→ **WHAT THE TASK REQUIRES**: From the entries below, please output exactly the lines starting at the one containing "Pick out a point on every instance of the tree" and ending at the one containing "Pick out a point on every instance of the steel", both included.
**** MATERIAL FOR THIS TASK ****
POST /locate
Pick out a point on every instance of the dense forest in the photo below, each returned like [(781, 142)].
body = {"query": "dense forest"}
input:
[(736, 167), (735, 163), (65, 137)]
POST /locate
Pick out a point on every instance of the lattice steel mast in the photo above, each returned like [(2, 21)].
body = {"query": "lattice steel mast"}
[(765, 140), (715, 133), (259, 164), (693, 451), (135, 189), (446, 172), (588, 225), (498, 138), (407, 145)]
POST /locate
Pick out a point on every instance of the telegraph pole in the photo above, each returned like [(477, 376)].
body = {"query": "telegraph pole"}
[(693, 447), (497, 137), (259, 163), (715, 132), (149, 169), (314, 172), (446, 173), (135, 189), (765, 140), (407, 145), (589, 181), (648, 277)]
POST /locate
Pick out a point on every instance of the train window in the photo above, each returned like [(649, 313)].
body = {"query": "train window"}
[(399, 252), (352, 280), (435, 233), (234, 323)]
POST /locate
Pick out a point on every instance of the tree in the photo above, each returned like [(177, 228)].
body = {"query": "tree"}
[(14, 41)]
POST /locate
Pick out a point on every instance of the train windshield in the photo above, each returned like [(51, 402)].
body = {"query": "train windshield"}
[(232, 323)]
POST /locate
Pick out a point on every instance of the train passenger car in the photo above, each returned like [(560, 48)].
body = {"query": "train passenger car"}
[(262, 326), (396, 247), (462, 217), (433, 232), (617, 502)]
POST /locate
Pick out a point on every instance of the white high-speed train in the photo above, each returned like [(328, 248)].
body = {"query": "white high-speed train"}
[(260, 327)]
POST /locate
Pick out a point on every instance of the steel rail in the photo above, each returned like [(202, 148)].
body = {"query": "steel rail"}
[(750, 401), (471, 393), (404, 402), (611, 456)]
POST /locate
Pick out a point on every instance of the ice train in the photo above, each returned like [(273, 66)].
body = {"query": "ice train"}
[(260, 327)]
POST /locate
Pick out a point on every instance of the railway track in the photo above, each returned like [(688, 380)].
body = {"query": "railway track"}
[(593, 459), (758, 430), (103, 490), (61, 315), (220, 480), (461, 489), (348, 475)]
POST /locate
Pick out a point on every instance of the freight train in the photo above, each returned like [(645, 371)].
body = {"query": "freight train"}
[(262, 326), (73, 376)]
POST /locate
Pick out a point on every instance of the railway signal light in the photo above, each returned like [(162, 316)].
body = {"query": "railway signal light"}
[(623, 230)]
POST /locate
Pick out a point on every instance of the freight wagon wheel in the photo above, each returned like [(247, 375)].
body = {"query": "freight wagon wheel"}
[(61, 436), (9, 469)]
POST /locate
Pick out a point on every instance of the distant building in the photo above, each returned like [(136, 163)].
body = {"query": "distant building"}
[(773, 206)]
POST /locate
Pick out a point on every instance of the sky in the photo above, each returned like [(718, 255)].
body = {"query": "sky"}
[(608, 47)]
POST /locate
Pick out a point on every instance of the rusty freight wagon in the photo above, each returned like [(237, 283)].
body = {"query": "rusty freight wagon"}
****
→ **TASK OUTPUT**:
Pick out a point on every instance of the tree in the photo above, each returned like [(177, 228)].
body = {"query": "tree"}
[(14, 41)]
POST /locate
Pick out a point on every instance of the train windshield in the photo above, each returned like [(51, 402)].
body = {"query": "train windshield"}
[(232, 323)]
POST /locate
Pick out a point on every instance of the train passenger car in the photo above, each returned like [(560, 48)].
body = {"query": "train passenger car"}
[(262, 326), (396, 247), (462, 217), (433, 232), (617, 502)]
POST /locate
Pick out a point on every instance of the white high-speed train in the photo above, each returned like [(328, 248)].
body = {"query": "white high-speed train"}
[(260, 327)]
POST /locate
Pick out a point on every instance of the steel rail in the photo above, each returned like [(202, 148)].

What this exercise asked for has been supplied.